Sloc Cloc and Code
Can a crusty Go program outperform a well written Rust Project?
Wow... so when they said conference I was thinking many breakout rooms and 30 people in each. This is something else.
Can a crusty Go program outperform a well written Rust Project?
Ben Boyter @boyter
Code Monkey at Kablamo .
func Produce(c Coffee, b Beer) (Code, Cloud, []error)
Hello all! I am Ben. My official title is technical lead. Im a code monkey. I write code.
This talk is about a command line tool I made called Sloc Cloc and Code. The name is inspired from two similar tools called sloccount and cloc while trying to make it sound like a Guy Richie film.
As I mentioned I work for Kablamo. Kablamo builds a lot of custom software on AWS. Our backend language of choice is Go which was a problem for me because I didn't know it. I had used it a little bit for some come command line and http tools but nothing major.
As such I was working on projects in other languages such as C# and Java.
One that came past was to upgrade a an application written in C# with a JavaScript frontend. The goal was to upgrade the frontend and fix some backend issues. It was meant to take 6 weeks. It turned into a year long death-march project.
My fault. I totally underestimated how complex it was.
So what do we do when we make mistakes?
We overcorrect for past failures.
Code Iceberg
Image by © Ralph A. Clevenger/CORBIS
See the project was a code iceberg. The visible part, http endpoints, and the like is easy to see. But the real meat and bones of the application was hidden much like an iceberg.
How to spot code icebergs?
SLOC counters
cloc counts blank lines, comment lines, and physical lines of source code in many programming languages
VERY full featured.
So the question is how do we spot code icebergs.
On solution is to use a code counter.
Enter cloc. A perl command line tool. cloc counts blank lines, comment lines, and physical lines of source code in many programming languages.

....

→ **Objectives**
- 1) Summarize the talk in two sentences.
- 2) Print the part of the talk that opens with the words containing "Ben Boyter @boyter" and closes with "Guy Richie film.", reproducing it word for word.
The data that comes next has no connection to the talk.

→ **Data provided**
....

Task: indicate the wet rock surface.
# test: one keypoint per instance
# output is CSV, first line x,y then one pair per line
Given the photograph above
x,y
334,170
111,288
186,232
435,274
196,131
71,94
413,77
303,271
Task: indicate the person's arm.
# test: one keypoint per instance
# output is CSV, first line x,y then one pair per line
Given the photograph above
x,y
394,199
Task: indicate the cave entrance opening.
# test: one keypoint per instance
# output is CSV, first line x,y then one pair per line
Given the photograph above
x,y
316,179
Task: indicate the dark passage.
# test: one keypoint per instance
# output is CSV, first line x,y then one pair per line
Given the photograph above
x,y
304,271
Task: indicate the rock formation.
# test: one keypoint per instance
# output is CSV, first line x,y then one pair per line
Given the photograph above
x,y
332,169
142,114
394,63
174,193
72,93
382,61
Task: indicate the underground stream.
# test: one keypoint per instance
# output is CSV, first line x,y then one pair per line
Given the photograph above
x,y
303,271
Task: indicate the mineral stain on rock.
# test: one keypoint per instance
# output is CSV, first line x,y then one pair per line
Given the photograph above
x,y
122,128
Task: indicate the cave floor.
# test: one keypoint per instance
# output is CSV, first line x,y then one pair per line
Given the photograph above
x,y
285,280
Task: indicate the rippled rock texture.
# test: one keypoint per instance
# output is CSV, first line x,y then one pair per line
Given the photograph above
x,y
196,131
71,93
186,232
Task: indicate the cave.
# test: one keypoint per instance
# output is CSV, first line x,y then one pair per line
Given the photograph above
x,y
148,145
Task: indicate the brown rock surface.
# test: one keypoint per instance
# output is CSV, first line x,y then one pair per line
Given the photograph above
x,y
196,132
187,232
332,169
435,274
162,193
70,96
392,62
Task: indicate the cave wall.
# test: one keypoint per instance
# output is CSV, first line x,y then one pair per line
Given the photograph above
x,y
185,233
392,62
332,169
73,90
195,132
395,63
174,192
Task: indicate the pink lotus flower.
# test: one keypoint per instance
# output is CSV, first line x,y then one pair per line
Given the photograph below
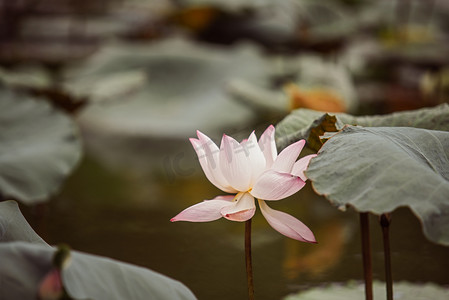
x,y
250,169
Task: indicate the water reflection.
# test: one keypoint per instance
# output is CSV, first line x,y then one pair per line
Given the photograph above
x,y
126,216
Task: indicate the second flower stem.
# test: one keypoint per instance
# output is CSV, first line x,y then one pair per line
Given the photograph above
x,y
366,254
249,265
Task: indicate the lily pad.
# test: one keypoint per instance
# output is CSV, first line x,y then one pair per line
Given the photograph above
x,y
379,169
24,265
14,227
355,291
310,124
39,147
183,88
310,82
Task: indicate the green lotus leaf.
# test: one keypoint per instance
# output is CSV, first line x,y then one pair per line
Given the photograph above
x,y
39,147
379,169
310,125
24,265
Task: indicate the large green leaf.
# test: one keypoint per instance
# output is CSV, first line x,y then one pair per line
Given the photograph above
x,y
14,227
355,291
39,147
309,124
24,265
379,169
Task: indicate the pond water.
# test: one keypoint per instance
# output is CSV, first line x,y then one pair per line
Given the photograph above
x,y
125,215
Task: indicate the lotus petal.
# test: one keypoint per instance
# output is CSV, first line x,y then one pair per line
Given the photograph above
x,y
273,185
242,210
235,164
286,159
287,224
206,211
268,145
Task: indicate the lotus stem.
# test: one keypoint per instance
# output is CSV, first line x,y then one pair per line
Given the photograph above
x,y
366,252
385,221
249,265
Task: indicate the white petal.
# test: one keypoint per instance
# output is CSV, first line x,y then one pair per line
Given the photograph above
x,y
208,155
243,209
208,210
268,145
285,160
287,224
273,185
301,165
234,164
256,157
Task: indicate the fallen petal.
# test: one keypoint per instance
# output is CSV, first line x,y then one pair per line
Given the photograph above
x,y
268,145
241,210
206,211
301,165
273,185
287,224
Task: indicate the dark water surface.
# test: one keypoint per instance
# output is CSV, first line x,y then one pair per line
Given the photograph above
x,y
125,216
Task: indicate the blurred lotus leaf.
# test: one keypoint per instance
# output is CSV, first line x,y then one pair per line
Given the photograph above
x,y
25,77
14,227
284,24
307,82
310,124
355,291
182,89
27,260
39,147
378,169
86,277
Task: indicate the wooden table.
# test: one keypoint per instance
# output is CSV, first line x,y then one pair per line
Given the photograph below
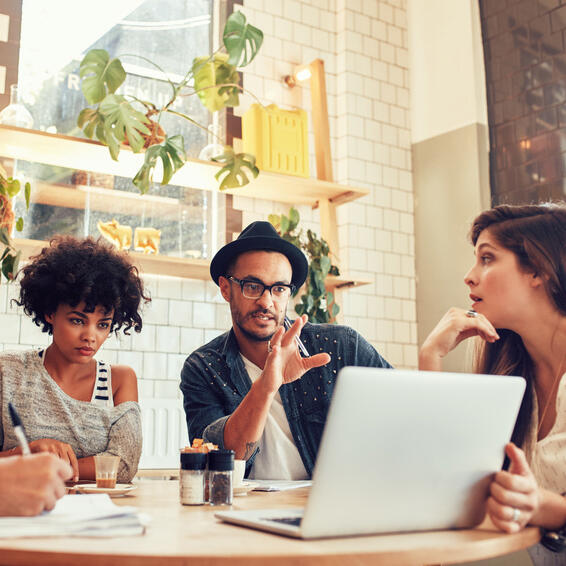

....

→ **Results in order**
- 1) Ben Boyter, a technical lead at Kablamo, introduces Sloc Cloc and Code, a command line tool he made whose name draws on the similar tools sloccount and cloc. He describes underestimating a C# application upgrade that was meant to take 6 weeks but became a year-long project because the application was a "code iceberg," and he presents code counters such as the Perl tool cloc as a way to spot such projects.

- 2)
Ben Boyter @boyter
Code Monkey at Kablamo .
func Produce(c Coffee, b Beer) (Code, Cloud, []error)
Hello all! I am Ben. My official title is technical lead. Im a code monkey. I write code.
This talk is about a command line tool I made called Sloc Cloc and Code. The name is inspired from two similar tools called sloccount and cloc while trying to make it sound like a Guy Richie film.